#### 出典抜粋

敬天新聞6月号 社主の独り言(甘口)

(敬天新聞 令和4年6月号 4面)



▼5月の2週目に田舎に帰ってきた。故郷に帰って新鮮な空気を吸うと、何故か童心に帰るのである。子供の時に見た海や山に郷愁を感じるのであろう。

私が生まれた故郷は寂(さび)れる一方なので、近所の女性は顔見知りではあるが、男性は歳が離れすぎて知らない人が多い。みな何処かに働きに行ったまま帰らないのである。働きに行った先で所帯を持ち、生活しているのだろう。

田舎には働き場所が少ないために、公務員か農業者、漁業者、土建業者、小さな商店の経営者、銀行員ぐらいしか働いてる人はいない。後は年金暮らしの高齢者だらけである。

#### 依頼文 A
この抜粋について次の問いに答えなさい。
(i) 筆者が田舎に帰ってきたのは何月の何週目か。
(ii) 近所の人のうち、歳が離れすぎて筆者の知らない人が多いのは男性と女性のどちらか。
(iii) 働いている人のほかに田舎に多いのはどのような人々か。
この抜粋とリストの内容には関係がない。

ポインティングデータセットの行

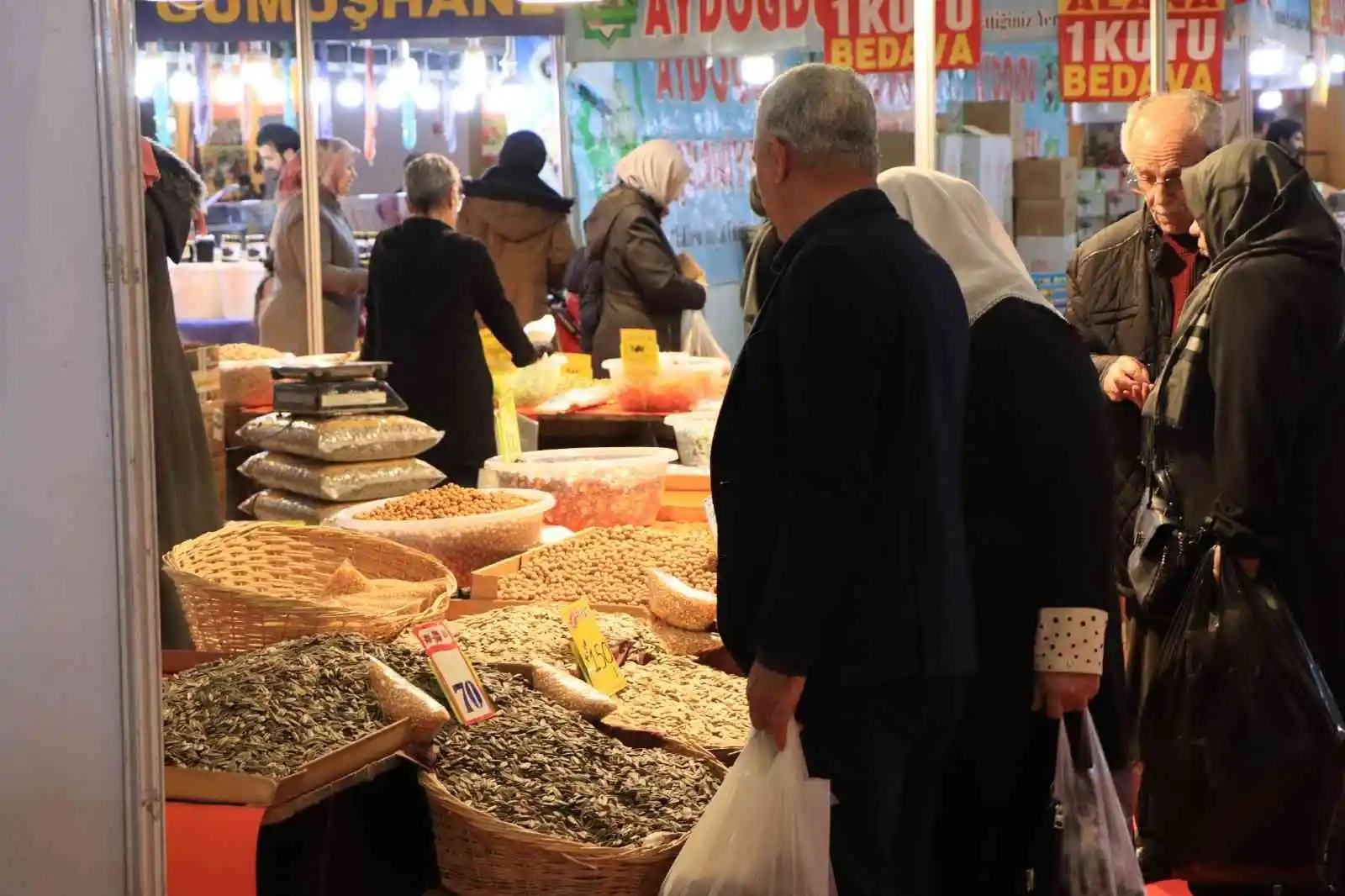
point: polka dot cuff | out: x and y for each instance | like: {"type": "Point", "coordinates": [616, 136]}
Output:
{"type": "Point", "coordinates": [1069, 640]}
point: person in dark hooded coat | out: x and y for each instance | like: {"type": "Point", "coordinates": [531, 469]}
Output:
{"type": "Point", "coordinates": [186, 495]}
{"type": "Point", "coordinates": [524, 224]}
{"type": "Point", "coordinates": [1248, 414]}
{"type": "Point", "coordinates": [427, 286]}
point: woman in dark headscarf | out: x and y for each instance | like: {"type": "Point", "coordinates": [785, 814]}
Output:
{"type": "Point", "coordinates": [1248, 412]}
{"type": "Point", "coordinates": [524, 224]}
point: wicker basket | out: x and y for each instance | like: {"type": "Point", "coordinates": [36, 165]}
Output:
{"type": "Point", "coordinates": [483, 856]}
{"type": "Point", "coordinates": [249, 586]}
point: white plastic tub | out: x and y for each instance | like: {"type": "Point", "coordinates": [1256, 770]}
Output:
{"type": "Point", "coordinates": [463, 544]}
{"type": "Point", "coordinates": [694, 434]}
{"type": "Point", "coordinates": [592, 486]}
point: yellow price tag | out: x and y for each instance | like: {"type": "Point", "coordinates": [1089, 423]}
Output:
{"type": "Point", "coordinates": [578, 365]}
{"type": "Point", "coordinates": [639, 351]}
{"type": "Point", "coordinates": [506, 428]}
{"type": "Point", "coordinates": [591, 651]}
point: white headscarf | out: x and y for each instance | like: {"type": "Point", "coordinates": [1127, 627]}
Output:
{"type": "Point", "coordinates": [657, 168]}
{"type": "Point", "coordinates": [957, 221]}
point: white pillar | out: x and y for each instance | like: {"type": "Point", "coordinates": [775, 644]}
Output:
{"type": "Point", "coordinates": [78, 615]}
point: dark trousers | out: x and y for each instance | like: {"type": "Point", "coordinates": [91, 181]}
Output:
{"type": "Point", "coordinates": [883, 750]}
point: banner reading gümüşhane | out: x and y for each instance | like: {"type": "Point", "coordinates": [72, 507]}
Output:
{"type": "Point", "coordinates": [1105, 49]}
{"type": "Point", "coordinates": [213, 20]}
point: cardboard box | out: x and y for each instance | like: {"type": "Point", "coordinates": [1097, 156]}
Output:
{"type": "Point", "coordinates": [1046, 217]}
{"type": "Point", "coordinates": [1046, 255]}
{"type": "Point", "coordinates": [999, 118]}
{"type": "Point", "coordinates": [1044, 178]}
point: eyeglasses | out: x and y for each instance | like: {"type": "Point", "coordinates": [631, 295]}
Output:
{"type": "Point", "coordinates": [1143, 183]}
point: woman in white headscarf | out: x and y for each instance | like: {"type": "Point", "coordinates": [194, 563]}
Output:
{"type": "Point", "coordinates": [632, 279]}
{"type": "Point", "coordinates": [1036, 493]}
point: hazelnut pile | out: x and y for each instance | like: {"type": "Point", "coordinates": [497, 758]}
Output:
{"type": "Point", "coordinates": [611, 566]}
{"type": "Point", "coordinates": [443, 502]}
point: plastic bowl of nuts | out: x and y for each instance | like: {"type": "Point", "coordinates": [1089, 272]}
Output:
{"type": "Point", "coordinates": [592, 486]}
{"type": "Point", "coordinates": [693, 432]}
{"type": "Point", "coordinates": [462, 528]}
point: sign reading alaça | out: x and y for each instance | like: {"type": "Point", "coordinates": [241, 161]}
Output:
{"type": "Point", "coordinates": [1105, 49]}
{"type": "Point", "coordinates": [466, 694]}
{"type": "Point", "coordinates": [878, 35]}
{"type": "Point", "coordinates": [212, 20]}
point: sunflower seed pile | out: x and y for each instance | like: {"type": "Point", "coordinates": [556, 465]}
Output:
{"type": "Point", "coordinates": [276, 709]}
{"type": "Point", "coordinates": [544, 768]}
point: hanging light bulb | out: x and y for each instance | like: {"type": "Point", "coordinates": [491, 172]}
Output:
{"type": "Point", "coordinates": [475, 73]}
{"type": "Point", "coordinates": [350, 93]}
{"type": "Point", "coordinates": [1270, 100]}
{"type": "Point", "coordinates": [389, 94]}
{"type": "Point", "coordinates": [464, 98]}
{"type": "Point", "coordinates": [182, 87]}
{"type": "Point", "coordinates": [320, 91]}
{"type": "Point", "coordinates": [428, 96]}
{"type": "Point", "coordinates": [257, 69]}
{"type": "Point", "coordinates": [226, 89]}
{"type": "Point", "coordinates": [757, 71]}
{"type": "Point", "coordinates": [151, 71]}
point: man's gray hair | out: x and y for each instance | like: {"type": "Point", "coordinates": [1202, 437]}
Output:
{"type": "Point", "coordinates": [1207, 118]}
{"type": "Point", "coordinates": [430, 182]}
{"type": "Point", "coordinates": [825, 114]}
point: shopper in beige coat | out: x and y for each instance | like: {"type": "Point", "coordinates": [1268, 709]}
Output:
{"type": "Point", "coordinates": [524, 224]}
{"type": "Point", "coordinates": [284, 319]}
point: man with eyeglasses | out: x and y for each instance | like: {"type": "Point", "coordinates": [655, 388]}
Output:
{"type": "Point", "coordinates": [1127, 286]}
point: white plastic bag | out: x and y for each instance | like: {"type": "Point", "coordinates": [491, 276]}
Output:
{"type": "Point", "coordinates": [697, 340]}
{"type": "Point", "coordinates": [1096, 851]}
{"type": "Point", "coordinates": [766, 833]}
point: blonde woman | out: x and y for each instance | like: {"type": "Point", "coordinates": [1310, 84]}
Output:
{"type": "Point", "coordinates": [634, 280]}
{"type": "Point", "coordinates": [284, 320]}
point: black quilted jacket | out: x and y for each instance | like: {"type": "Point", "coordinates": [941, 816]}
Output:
{"type": "Point", "coordinates": [1121, 304]}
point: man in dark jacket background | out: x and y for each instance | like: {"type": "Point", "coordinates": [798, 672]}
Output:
{"type": "Point", "coordinates": [837, 488]}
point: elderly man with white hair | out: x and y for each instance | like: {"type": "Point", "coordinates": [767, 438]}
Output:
{"type": "Point", "coordinates": [836, 475]}
{"type": "Point", "coordinates": [1127, 287]}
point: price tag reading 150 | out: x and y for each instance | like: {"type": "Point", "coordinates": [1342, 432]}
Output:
{"type": "Point", "coordinates": [591, 651]}
{"type": "Point", "coordinates": [466, 696]}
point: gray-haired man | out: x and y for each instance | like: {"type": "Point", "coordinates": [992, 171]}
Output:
{"type": "Point", "coordinates": [837, 486]}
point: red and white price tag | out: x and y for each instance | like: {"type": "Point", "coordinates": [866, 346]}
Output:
{"type": "Point", "coordinates": [466, 694]}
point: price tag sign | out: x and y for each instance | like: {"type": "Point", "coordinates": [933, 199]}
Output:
{"type": "Point", "coordinates": [506, 428]}
{"type": "Point", "coordinates": [639, 351]}
{"type": "Point", "coordinates": [578, 365]}
{"type": "Point", "coordinates": [591, 651]}
{"type": "Point", "coordinates": [466, 696]}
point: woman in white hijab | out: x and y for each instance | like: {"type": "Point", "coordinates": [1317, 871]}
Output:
{"type": "Point", "coordinates": [1036, 492]}
{"type": "Point", "coordinates": [632, 279]}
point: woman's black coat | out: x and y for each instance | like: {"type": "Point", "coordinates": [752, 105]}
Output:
{"type": "Point", "coordinates": [427, 284]}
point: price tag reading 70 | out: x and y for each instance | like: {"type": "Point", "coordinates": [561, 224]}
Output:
{"type": "Point", "coordinates": [591, 651]}
{"type": "Point", "coordinates": [466, 696]}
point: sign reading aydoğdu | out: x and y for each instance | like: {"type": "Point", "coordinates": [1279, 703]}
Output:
{"type": "Point", "coordinates": [878, 35]}
{"type": "Point", "coordinates": [1105, 49]}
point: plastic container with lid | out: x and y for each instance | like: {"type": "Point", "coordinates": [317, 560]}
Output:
{"type": "Point", "coordinates": [463, 544]}
{"type": "Point", "coordinates": [694, 434]}
{"type": "Point", "coordinates": [674, 387]}
{"type": "Point", "coordinates": [592, 486]}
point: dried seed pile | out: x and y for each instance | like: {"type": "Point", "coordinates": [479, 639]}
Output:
{"type": "Point", "coordinates": [545, 768]}
{"type": "Point", "coordinates": [443, 502]}
{"type": "Point", "coordinates": [686, 701]}
{"type": "Point", "coordinates": [611, 566]}
{"type": "Point", "coordinates": [524, 634]}
{"type": "Point", "coordinates": [273, 710]}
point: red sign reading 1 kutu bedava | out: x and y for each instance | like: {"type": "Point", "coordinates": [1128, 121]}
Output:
{"type": "Point", "coordinates": [878, 35]}
{"type": "Point", "coordinates": [1105, 49]}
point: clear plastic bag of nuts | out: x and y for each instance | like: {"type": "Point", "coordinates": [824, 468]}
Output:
{"type": "Point", "coordinates": [463, 544]}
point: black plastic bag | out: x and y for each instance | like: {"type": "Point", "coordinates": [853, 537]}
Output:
{"type": "Point", "coordinates": [1241, 739]}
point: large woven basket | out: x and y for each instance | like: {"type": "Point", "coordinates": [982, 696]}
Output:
{"type": "Point", "coordinates": [483, 856]}
{"type": "Point", "coordinates": [249, 586]}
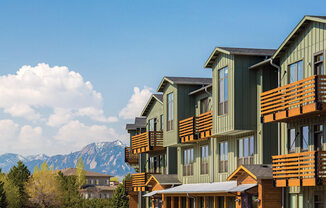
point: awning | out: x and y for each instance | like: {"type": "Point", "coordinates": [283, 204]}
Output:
{"type": "Point", "coordinates": [197, 188]}
{"type": "Point", "coordinates": [242, 187]}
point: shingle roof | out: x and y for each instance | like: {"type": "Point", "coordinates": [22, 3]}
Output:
{"type": "Point", "coordinates": [237, 51]}
{"type": "Point", "coordinates": [167, 179]}
{"type": "Point", "coordinates": [262, 171]}
{"type": "Point", "coordinates": [72, 171]}
{"type": "Point", "coordinates": [183, 81]}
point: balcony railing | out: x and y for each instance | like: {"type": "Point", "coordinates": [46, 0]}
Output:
{"type": "Point", "coordinates": [194, 128]}
{"type": "Point", "coordinates": [128, 188]}
{"type": "Point", "coordinates": [300, 98]}
{"type": "Point", "coordinates": [148, 141]}
{"type": "Point", "coordinates": [130, 158]}
{"type": "Point", "coordinates": [139, 180]}
{"type": "Point", "coordinates": [299, 169]}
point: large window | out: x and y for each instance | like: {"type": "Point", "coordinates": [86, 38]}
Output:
{"type": "Point", "coordinates": [204, 160]}
{"type": "Point", "coordinates": [170, 112]}
{"type": "Point", "coordinates": [204, 105]}
{"type": "Point", "coordinates": [296, 72]}
{"type": "Point", "coordinates": [291, 140]}
{"type": "Point", "coordinates": [246, 150]}
{"type": "Point", "coordinates": [188, 161]}
{"type": "Point", "coordinates": [304, 139]}
{"type": "Point", "coordinates": [319, 63]}
{"type": "Point", "coordinates": [318, 137]}
{"type": "Point", "coordinates": [223, 91]}
{"type": "Point", "coordinates": [223, 164]}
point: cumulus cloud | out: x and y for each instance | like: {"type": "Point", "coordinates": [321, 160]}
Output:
{"type": "Point", "coordinates": [136, 103]}
{"type": "Point", "coordinates": [56, 88]}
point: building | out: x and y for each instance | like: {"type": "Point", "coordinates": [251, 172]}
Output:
{"type": "Point", "coordinates": [97, 184]}
{"type": "Point", "coordinates": [250, 136]}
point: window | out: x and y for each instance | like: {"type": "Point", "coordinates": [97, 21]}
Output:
{"type": "Point", "coordinates": [296, 71]}
{"type": "Point", "coordinates": [204, 105]}
{"type": "Point", "coordinates": [170, 112]}
{"type": "Point", "coordinates": [318, 137]}
{"type": "Point", "coordinates": [246, 150]}
{"type": "Point", "coordinates": [188, 160]}
{"type": "Point", "coordinates": [204, 160]}
{"type": "Point", "coordinates": [161, 120]}
{"type": "Point", "coordinates": [223, 91]}
{"type": "Point", "coordinates": [151, 125]}
{"type": "Point", "coordinates": [223, 165]}
{"type": "Point", "coordinates": [304, 140]}
{"type": "Point", "coordinates": [291, 140]}
{"type": "Point", "coordinates": [319, 63]}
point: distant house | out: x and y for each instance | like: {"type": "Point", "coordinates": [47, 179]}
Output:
{"type": "Point", "coordinates": [97, 184]}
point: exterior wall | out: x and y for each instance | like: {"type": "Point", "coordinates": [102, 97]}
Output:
{"type": "Point", "coordinates": [223, 123]}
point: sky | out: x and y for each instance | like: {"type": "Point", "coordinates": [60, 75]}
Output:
{"type": "Point", "coordinates": [75, 72]}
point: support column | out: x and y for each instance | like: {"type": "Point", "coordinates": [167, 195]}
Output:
{"type": "Point", "coordinates": [215, 202]}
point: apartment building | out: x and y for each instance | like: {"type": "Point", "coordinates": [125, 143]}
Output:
{"type": "Point", "coordinates": [250, 136]}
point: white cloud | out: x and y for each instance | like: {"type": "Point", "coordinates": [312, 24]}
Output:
{"type": "Point", "coordinates": [56, 88]}
{"type": "Point", "coordinates": [136, 103]}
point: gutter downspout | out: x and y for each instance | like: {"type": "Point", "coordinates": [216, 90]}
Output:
{"type": "Point", "coordinates": [211, 180]}
{"type": "Point", "coordinates": [279, 124]}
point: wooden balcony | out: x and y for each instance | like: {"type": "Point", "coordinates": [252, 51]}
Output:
{"type": "Point", "coordinates": [300, 169]}
{"type": "Point", "coordinates": [147, 141]}
{"type": "Point", "coordinates": [128, 188]}
{"type": "Point", "coordinates": [139, 180]}
{"type": "Point", "coordinates": [302, 98]}
{"type": "Point", "coordinates": [197, 128]}
{"type": "Point", "coordinates": [130, 158]}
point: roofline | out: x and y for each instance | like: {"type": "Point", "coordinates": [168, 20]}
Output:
{"type": "Point", "coordinates": [305, 18]}
{"type": "Point", "coordinates": [237, 170]}
{"type": "Point", "coordinates": [200, 89]}
{"type": "Point", "coordinates": [260, 63]}
{"type": "Point", "coordinates": [213, 53]}
{"type": "Point", "coordinates": [148, 102]}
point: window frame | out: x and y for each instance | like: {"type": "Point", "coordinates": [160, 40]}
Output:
{"type": "Point", "coordinates": [224, 83]}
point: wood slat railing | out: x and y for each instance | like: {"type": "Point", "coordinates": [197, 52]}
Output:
{"type": "Point", "coordinates": [130, 157]}
{"type": "Point", "coordinates": [194, 128]}
{"type": "Point", "coordinates": [147, 141]}
{"type": "Point", "coordinates": [139, 180]}
{"type": "Point", "coordinates": [299, 169]}
{"type": "Point", "coordinates": [297, 98]}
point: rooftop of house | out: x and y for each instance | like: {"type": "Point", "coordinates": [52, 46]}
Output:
{"type": "Point", "coordinates": [140, 122]}
{"type": "Point", "coordinates": [72, 171]}
{"type": "Point", "coordinates": [237, 51]}
{"type": "Point", "coordinates": [183, 81]}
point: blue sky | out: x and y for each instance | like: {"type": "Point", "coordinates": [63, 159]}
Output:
{"type": "Point", "coordinates": [119, 45]}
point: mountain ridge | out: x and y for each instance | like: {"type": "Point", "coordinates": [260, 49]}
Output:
{"type": "Point", "coordinates": [102, 157]}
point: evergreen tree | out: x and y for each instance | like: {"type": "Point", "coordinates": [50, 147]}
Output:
{"type": "Point", "coordinates": [19, 175]}
{"type": "Point", "coordinates": [80, 173]}
{"type": "Point", "coordinates": [3, 199]}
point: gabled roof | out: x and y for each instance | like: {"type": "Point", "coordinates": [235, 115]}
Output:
{"type": "Point", "coordinates": [296, 31]}
{"type": "Point", "coordinates": [140, 122]}
{"type": "Point", "coordinates": [72, 171]}
{"type": "Point", "coordinates": [150, 102]}
{"type": "Point", "coordinates": [257, 172]}
{"type": "Point", "coordinates": [170, 179]}
{"type": "Point", "coordinates": [237, 51]}
{"type": "Point", "coordinates": [183, 81]}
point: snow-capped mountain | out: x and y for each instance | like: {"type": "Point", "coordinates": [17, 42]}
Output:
{"type": "Point", "coordinates": [103, 157]}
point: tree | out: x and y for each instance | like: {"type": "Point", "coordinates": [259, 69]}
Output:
{"type": "Point", "coordinates": [80, 173]}
{"type": "Point", "coordinates": [119, 198]}
{"type": "Point", "coordinates": [3, 199]}
{"type": "Point", "coordinates": [44, 188]}
{"type": "Point", "coordinates": [19, 175]}
{"type": "Point", "coordinates": [12, 192]}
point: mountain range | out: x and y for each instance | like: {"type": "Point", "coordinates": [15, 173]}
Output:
{"type": "Point", "coordinates": [103, 157]}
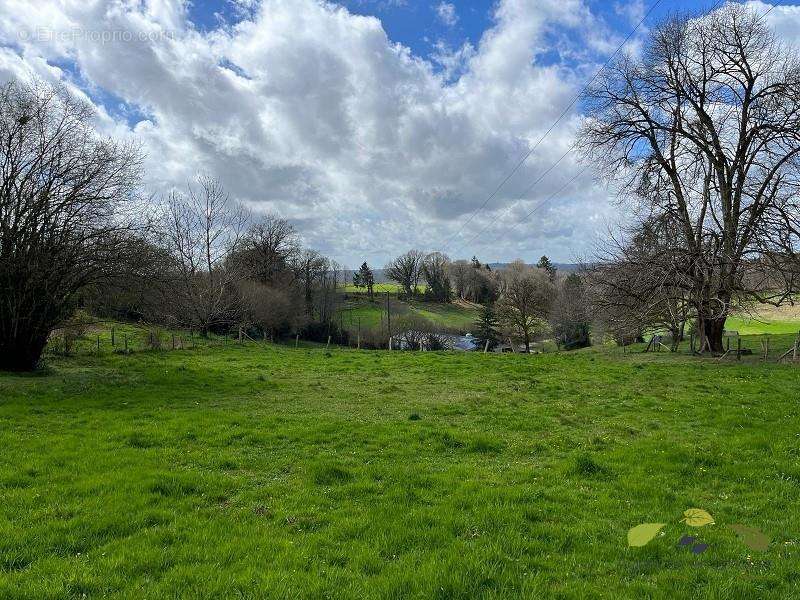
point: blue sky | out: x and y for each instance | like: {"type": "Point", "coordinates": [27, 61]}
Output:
{"type": "Point", "coordinates": [372, 136]}
{"type": "Point", "coordinates": [416, 24]}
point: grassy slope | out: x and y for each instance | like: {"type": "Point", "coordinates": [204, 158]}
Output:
{"type": "Point", "coordinates": [270, 472]}
{"type": "Point", "coordinates": [460, 316]}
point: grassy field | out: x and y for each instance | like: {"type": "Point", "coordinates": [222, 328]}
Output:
{"type": "Point", "coordinates": [263, 471]}
{"type": "Point", "coordinates": [459, 316]}
{"type": "Point", "coordinates": [392, 288]}
{"type": "Point", "coordinates": [768, 320]}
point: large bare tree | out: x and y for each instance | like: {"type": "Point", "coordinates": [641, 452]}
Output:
{"type": "Point", "coordinates": [63, 219]}
{"type": "Point", "coordinates": [704, 129]}
{"type": "Point", "coordinates": [406, 271]}
{"type": "Point", "coordinates": [526, 294]}
{"type": "Point", "coordinates": [202, 230]}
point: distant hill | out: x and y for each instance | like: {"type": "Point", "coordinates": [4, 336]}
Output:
{"type": "Point", "coordinates": [566, 267]}
{"type": "Point", "coordinates": [380, 274]}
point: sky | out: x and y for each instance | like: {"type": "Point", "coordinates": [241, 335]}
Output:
{"type": "Point", "coordinates": [373, 126]}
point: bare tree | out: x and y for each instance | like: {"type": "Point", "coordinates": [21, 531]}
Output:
{"type": "Point", "coordinates": [406, 270]}
{"type": "Point", "coordinates": [642, 285]}
{"type": "Point", "coordinates": [525, 297]}
{"type": "Point", "coordinates": [436, 271]}
{"type": "Point", "coordinates": [202, 230]}
{"type": "Point", "coordinates": [268, 249]}
{"type": "Point", "coordinates": [705, 130]}
{"type": "Point", "coordinates": [461, 272]}
{"type": "Point", "coordinates": [63, 217]}
{"type": "Point", "coordinates": [569, 315]}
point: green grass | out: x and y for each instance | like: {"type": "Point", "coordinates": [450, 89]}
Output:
{"type": "Point", "coordinates": [454, 316]}
{"type": "Point", "coordinates": [392, 288]}
{"type": "Point", "coordinates": [263, 471]}
{"type": "Point", "coordinates": [748, 326]}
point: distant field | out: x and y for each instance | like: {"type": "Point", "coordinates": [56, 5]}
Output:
{"type": "Point", "coordinates": [768, 320]}
{"type": "Point", "coordinates": [460, 316]}
{"type": "Point", "coordinates": [392, 288]}
{"type": "Point", "coordinates": [263, 471]}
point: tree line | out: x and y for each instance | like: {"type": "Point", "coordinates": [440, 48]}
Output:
{"type": "Point", "coordinates": [700, 131]}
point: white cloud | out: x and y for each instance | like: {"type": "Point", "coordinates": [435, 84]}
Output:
{"type": "Point", "coordinates": [305, 109]}
{"type": "Point", "coordinates": [446, 11]}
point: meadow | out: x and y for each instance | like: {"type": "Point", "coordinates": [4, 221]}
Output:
{"type": "Point", "coordinates": [457, 316]}
{"type": "Point", "coordinates": [260, 470]}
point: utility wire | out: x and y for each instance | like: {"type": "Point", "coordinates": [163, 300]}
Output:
{"type": "Point", "coordinates": [582, 171]}
{"type": "Point", "coordinates": [550, 129]}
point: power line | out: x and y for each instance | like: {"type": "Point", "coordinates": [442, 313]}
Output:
{"type": "Point", "coordinates": [584, 169]}
{"type": "Point", "coordinates": [521, 196]}
{"type": "Point", "coordinates": [550, 129]}
{"type": "Point", "coordinates": [545, 201]}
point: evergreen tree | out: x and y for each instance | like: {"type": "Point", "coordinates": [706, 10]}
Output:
{"type": "Point", "coordinates": [366, 277]}
{"type": "Point", "coordinates": [486, 327]}
{"type": "Point", "coordinates": [544, 263]}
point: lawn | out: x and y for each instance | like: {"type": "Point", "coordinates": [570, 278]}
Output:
{"type": "Point", "coordinates": [265, 471]}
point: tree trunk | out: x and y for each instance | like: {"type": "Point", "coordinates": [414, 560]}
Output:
{"type": "Point", "coordinates": [712, 329]}
{"type": "Point", "coordinates": [23, 352]}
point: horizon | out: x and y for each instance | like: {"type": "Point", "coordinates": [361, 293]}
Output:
{"type": "Point", "coordinates": [373, 127]}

#### 依頼文 B
リストの中から「sign」という語を含む行をすべて抜き出しなさい。

#### 完全な出力 A
(i) 5月の2週目
(ii) 男性
(iii) 年金暮らしの高齢者

#### 完全な出力 B
point: sign reading alaça | out: x and y for each instance | like: {"type": "Point", "coordinates": [241, 161]}
point: price tag sign | out: x and y for each instance | like: {"type": "Point", "coordinates": [933, 199]}
point: sign reading aydoğdu | out: x and y for each instance | like: {"type": "Point", "coordinates": [1279, 703]}
point: red sign reading 1 kutu bedava | out: x and y for each instance | like: {"type": "Point", "coordinates": [1128, 121]}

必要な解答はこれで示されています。